### Problem description
Please rewrite every line of the items below as a JSON list of strings, one string per line, skipping blank lines and leaving the pictures out.

== The records

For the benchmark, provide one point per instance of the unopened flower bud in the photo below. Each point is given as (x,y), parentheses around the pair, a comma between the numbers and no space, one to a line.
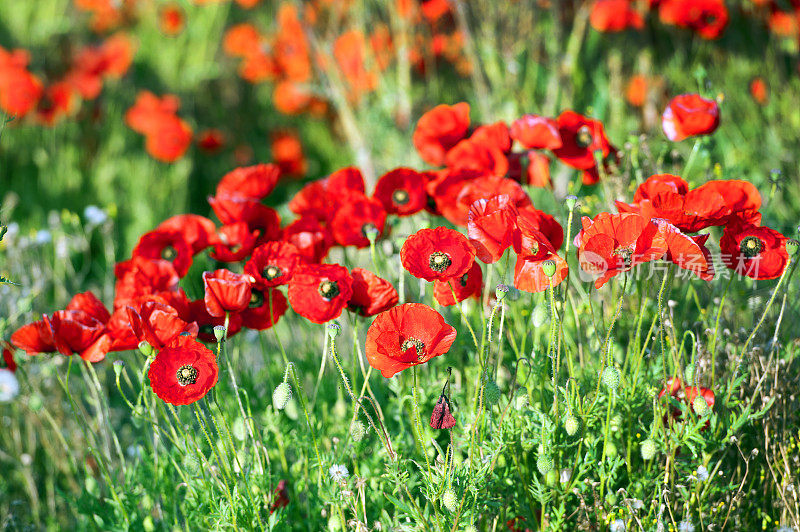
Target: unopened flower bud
(450,500)
(281,395)
(549,267)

====

### Exercise solution
[
  "For the benchmark, provide one point per instance of the unopened flower bud in the photo below. Each point is given as (x,y), parentheses around the pair, a comma between the numbers and no space, one to a line.",
  "Target: unopened flower bud",
  "(450,500)",
  "(281,395)",
  "(549,267)"
]